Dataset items

★ ★ ★ ★

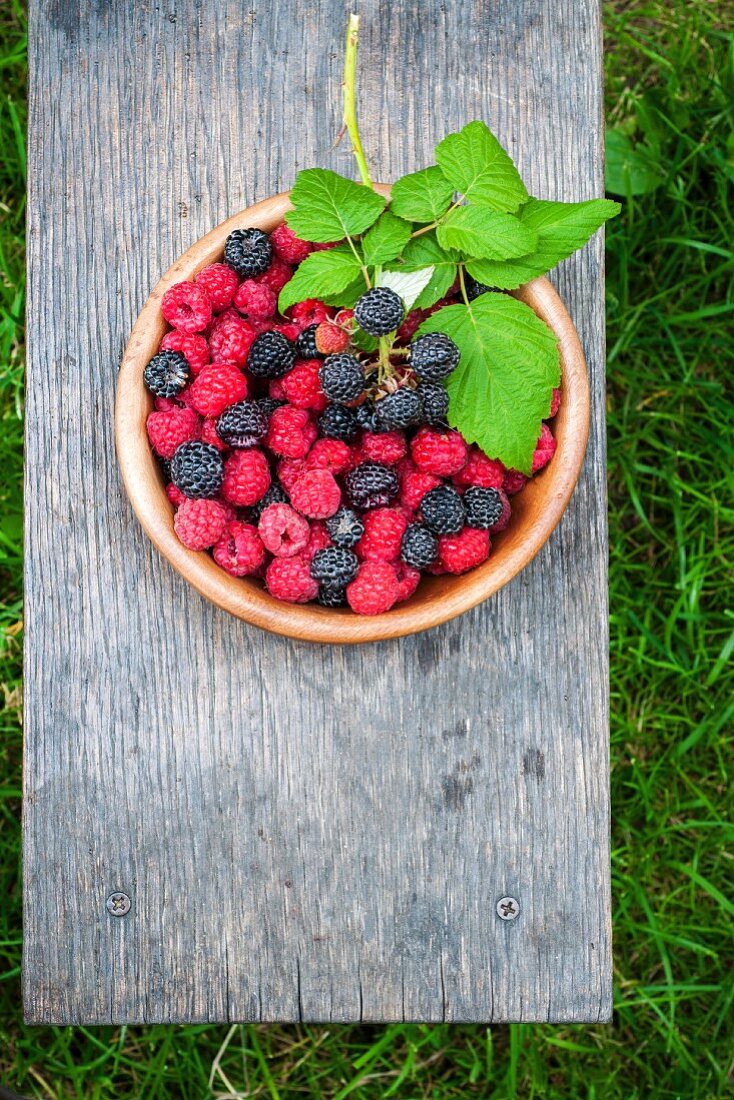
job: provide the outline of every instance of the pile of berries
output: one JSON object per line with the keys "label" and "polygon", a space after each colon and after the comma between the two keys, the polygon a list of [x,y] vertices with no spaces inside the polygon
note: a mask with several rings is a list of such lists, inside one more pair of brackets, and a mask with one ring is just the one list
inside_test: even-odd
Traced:
{"label": "pile of berries", "polygon": [[[285,224],[235,230],[222,263],[165,293],[171,329],[144,371],[147,433],[186,547],[261,578],[278,600],[376,615],[408,598],[421,572],[485,561],[527,477],[448,427],[459,350],[415,333],[456,288],[407,316],[386,287],[353,310],[310,299],[277,315],[295,265],[329,246]],[[357,326],[394,334],[386,360],[354,346]],[[534,473],[555,449],[544,425]]]}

★ ★ ★ ★

● DIRECTIVE: Arrange every line of the records above as a Markdown table with the columns "No." and "Line", leaving out blank lines and the pictures.

● EXERCISE RESPONSE:
| No. | Line |
|---|---|
| 1 | job: provide the outline of every instance of the pile of berries |
| 2 | output: one JSON object per line with the keys "label" and "polygon", a space after each colon and after the comma between the two keys, the polygon a list of [x,y] vertices with no spaces inside the polygon |
| 3 | note: a mask with several rings is a list of such lists, inside one more pair of brackets, and a mask with one ring is just the one list |
| 4 | inside_test: even-odd |
| 5 | Traced: |
| 6 | {"label": "pile of berries", "polygon": [[[285,224],[235,230],[222,263],[165,293],[171,329],[144,371],[147,433],[186,547],[261,578],[278,600],[376,615],[408,598],[421,572],[485,561],[527,477],[448,427],[459,350],[415,333],[456,288],[407,316],[386,287],[353,310],[310,299],[277,315],[295,265],[329,246]],[[357,326],[394,334],[386,360],[354,346]],[[534,473],[555,449],[544,425]]]} |